» Written request 1
Print the entries from the line containing "Put a marker on every instance of the purple" down to the final entry, both ends included, with every line unchanged. Leave the pictures out.

» Passage to read
********************
Pickle

oh dear. what have I gotten myself into? Blogging every day is harder than I thought.

It’s almost 11pm and I’m feeling pretty beat. It’s been one of those days when I’m pretty sure that I’m being judged not so kindly by somebody close to me but I can’t tell if it’s really happening of it’s just Nasty mind (and I don’t mean that in that good Las Vegas way). A couple of times today I’ve wanted to say “beg your pardon?” and “Did you just say what I think you said?” but each time I’ve decided that I didn’t really want to know the answer to those questions.

Not eating sugar is also harder than I thought. There are times when I just want to break down and cry I miss sugar so much. I thought that it would get easier, and I suppose in some ways it has. I don’t feel quite like the raw bundle of nerves that I was that first week. It’s amazing how many times my mind shifts to sugar in the course of a day, though. How many times I tell myself that I deserve a treat. And then to realize that I can’t have the treat? That my treat right now is to think of God? Well, it leaves me feeling more than a little deflated.
********************
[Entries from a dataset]

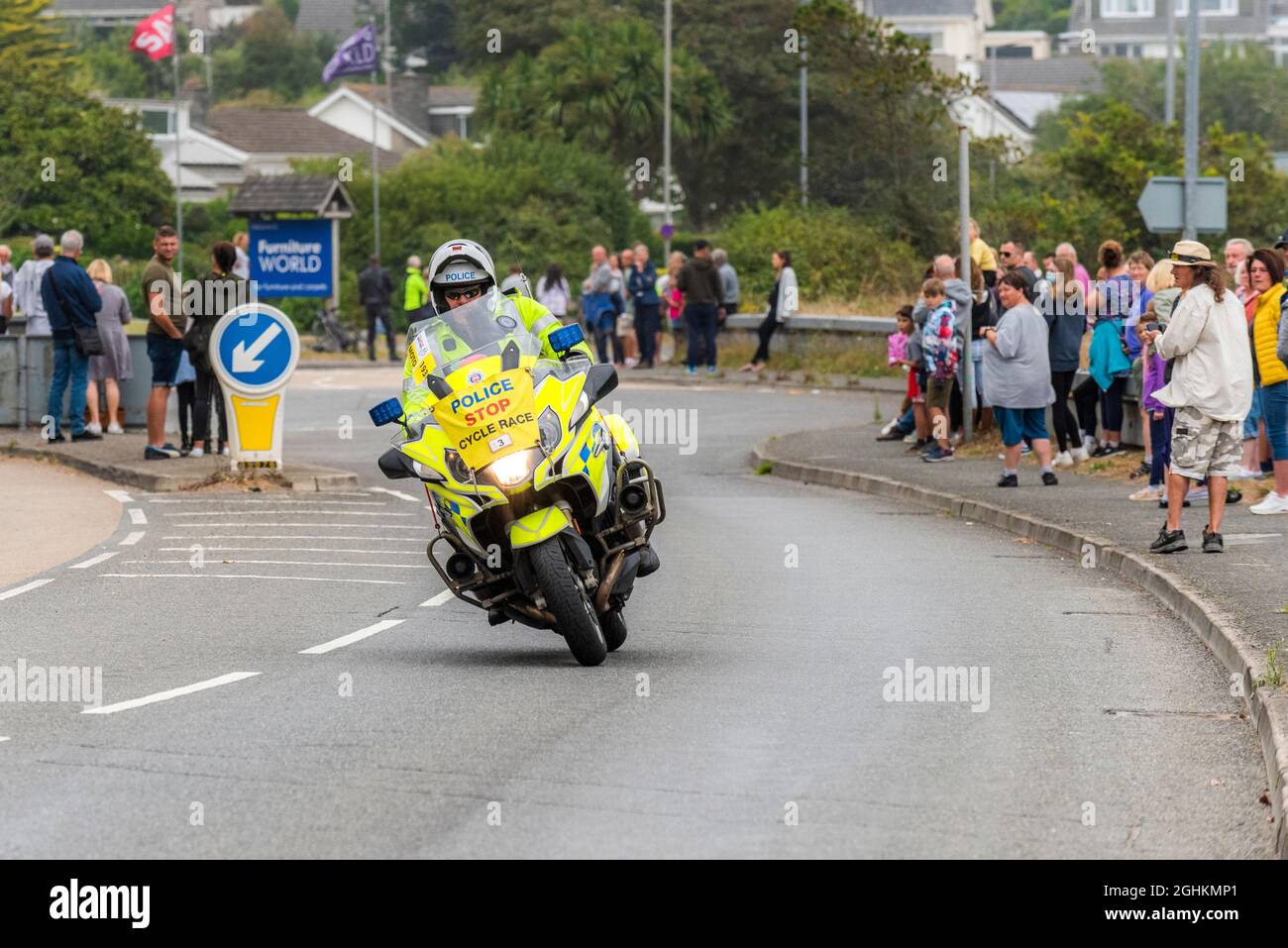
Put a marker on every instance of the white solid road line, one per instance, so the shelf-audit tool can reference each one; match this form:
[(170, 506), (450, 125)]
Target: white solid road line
[(288, 549), (357, 526), (243, 576), (34, 583), (93, 561), (237, 497), (353, 636), (286, 563), (266, 513), (308, 502), (172, 693), (399, 494), (294, 536)]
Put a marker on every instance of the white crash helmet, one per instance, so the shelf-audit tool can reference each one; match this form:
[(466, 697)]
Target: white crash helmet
[(459, 263)]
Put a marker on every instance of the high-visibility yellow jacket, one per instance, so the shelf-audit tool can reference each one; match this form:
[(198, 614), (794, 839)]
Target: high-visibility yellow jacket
[(1265, 335), (415, 291), (536, 318)]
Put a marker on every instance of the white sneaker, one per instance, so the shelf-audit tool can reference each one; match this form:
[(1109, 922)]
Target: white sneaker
[(1271, 504)]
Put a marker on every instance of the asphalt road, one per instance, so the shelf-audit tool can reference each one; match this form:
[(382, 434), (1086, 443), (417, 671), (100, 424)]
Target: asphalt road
[(746, 715)]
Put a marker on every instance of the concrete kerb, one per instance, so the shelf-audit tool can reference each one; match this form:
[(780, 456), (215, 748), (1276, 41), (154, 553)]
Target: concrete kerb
[(1267, 710), (295, 478)]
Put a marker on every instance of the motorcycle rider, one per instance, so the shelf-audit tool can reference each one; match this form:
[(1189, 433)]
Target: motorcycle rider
[(462, 270)]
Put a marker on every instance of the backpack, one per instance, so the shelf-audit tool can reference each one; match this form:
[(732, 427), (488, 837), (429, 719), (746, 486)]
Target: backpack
[(940, 343)]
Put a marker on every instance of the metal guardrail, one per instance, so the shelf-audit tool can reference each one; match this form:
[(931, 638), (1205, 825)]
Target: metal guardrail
[(27, 365), (818, 322)]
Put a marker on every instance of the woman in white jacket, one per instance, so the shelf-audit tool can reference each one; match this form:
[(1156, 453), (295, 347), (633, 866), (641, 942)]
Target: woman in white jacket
[(784, 301)]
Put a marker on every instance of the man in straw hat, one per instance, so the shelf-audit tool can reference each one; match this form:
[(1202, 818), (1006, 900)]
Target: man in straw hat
[(1210, 386)]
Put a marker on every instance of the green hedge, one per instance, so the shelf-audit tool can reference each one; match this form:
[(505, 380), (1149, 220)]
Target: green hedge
[(836, 253)]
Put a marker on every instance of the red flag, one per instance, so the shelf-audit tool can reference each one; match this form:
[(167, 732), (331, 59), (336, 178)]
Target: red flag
[(155, 34)]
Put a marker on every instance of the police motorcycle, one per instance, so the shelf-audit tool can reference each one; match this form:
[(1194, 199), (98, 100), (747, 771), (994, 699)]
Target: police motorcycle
[(542, 504)]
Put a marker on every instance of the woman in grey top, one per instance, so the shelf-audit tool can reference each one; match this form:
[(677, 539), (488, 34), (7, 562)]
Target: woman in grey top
[(114, 365), (1018, 378)]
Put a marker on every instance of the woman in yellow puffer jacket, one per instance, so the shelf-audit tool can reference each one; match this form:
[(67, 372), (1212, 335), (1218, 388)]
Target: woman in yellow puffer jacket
[(1266, 273)]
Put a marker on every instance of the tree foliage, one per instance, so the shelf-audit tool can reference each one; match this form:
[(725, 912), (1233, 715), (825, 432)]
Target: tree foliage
[(599, 85), (29, 37), (528, 200), (82, 165), (1085, 188)]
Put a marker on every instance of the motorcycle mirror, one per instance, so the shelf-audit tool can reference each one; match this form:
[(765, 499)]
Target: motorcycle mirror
[(389, 410)]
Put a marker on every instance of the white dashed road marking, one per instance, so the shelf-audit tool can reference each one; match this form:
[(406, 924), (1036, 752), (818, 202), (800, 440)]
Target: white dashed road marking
[(20, 590), (241, 576), (353, 636), (290, 549), (93, 561), (172, 693), (399, 494), (295, 536), (288, 563), (265, 513)]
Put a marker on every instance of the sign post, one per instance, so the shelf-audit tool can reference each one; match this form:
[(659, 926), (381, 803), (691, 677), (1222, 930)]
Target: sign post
[(1163, 205), (254, 351)]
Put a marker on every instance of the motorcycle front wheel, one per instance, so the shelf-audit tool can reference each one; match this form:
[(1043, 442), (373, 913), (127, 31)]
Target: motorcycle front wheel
[(566, 597)]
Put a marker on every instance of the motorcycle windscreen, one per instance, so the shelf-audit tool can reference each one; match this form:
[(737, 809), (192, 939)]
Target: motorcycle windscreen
[(492, 419)]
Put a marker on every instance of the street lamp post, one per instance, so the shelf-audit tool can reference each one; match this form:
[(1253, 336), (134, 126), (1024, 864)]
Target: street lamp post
[(666, 127), (1192, 121)]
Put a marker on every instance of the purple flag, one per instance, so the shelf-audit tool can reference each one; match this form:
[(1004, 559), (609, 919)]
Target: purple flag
[(356, 55)]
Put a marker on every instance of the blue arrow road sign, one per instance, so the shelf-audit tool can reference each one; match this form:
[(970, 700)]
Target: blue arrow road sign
[(256, 348)]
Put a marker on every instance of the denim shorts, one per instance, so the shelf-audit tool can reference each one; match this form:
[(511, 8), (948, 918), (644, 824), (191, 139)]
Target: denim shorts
[(1018, 424), (1249, 423), (1274, 404), (165, 355)]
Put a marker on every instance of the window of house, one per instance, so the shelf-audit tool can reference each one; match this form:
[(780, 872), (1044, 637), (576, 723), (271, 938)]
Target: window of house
[(1210, 8), (156, 121), (932, 38), (1112, 9)]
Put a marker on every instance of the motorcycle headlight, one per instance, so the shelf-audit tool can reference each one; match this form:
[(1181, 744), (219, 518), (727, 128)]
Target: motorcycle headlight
[(458, 468), (513, 469), (550, 432)]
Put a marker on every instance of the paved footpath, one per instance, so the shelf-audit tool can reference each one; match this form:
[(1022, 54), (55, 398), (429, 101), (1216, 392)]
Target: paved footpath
[(52, 514), (1244, 588)]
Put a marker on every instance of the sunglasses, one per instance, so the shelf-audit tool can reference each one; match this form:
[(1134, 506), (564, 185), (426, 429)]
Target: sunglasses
[(464, 294)]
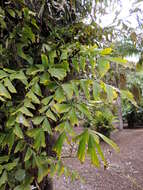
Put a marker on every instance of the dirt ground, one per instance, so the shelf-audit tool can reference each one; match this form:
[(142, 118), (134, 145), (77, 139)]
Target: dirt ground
[(125, 170)]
********************
» Written request 2
Give everything from "oh dear. what" down to "to those questions." in the blog post again, swapping "beat" for "tired".

» Exercise response 1
Put a marker on every instance of the purple flag, one per instance, so the shelf-audit tool can reference each one; match this form:
[(1004, 559), (609, 919)]
Target: purple flag
[(356, 55)]
Put a marker on every instance of the blue arrow road sign, one per instance, so the shelf-audit tool can reference each one; match this form:
[(970, 700)]
Target: blue arrow road sign
[(256, 348)]
Put a marker on every instance of the denim shorts, one per instance, so the shelf-audit tool can reference each one; match this form:
[(511, 8), (948, 918), (644, 824), (191, 139)]
Target: denim shorts
[(1018, 424), (1249, 423), (1274, 404), (165, 355)]
Put a marker on every instance of the window of house, one per instance, so the shelf-audit tool can reference each one; match this form:
[(780, 872), (1044, 637), (576, 723), (271, 938)]
Target: window of house
[(1210, 8), (156, 121), (932, 38), (1112, 9)]
Put a marker on every instance of the motorcycle headlight, one per instance, so the shelf-audit tool can reference each one; match this form:
[(1181, 744), (219, 518), (727, 128)]
Target: motorcycle headlight
[(458, 468), (513, 469), (550, 432)]
Put a marker on every instance of the paved footpath, one per instance, so the shelf-audit tool can reference each one; match this form:
[(1022, 54), (55, 398), (429, 101), (1216, 392)]
Target: paved footpath
[(52, 514), (1244, 588)]
Put a marker on every instance of the sunglasses, one per instance, so the shelf-audit tool can reference each one; match this form:
[(1134, 506), (564, 185), (426, 429)]
Target: sunglasses
[(464, 294)]
Put a marker on every instance of the dirt ground, one per instance, so the shelf-audit tool can reference each one; match this form:
[(142, 118), (134, 145), (77, 139)]
Target: dirt ground
[(125, 170)]

» Exercise response 2
oh dear. what have I gotten myself into? Blogging every day is harder than I thought.

It’s almost 11pm and I’m feeling pretty tired. It’s been one of those days when I’m pretty sure that I’m being judged not so kindly by somebody close to me but I can’t tell if it’s really happening of it’s just Nasty mind (and I don’t mean that in that good Las Vegas way). A couple of times today I’ve wanted to say “beg your pardon?” and “Did you just say what I think you said?” but each time I’ve decided that I didn’t really want to know the answer to those questions.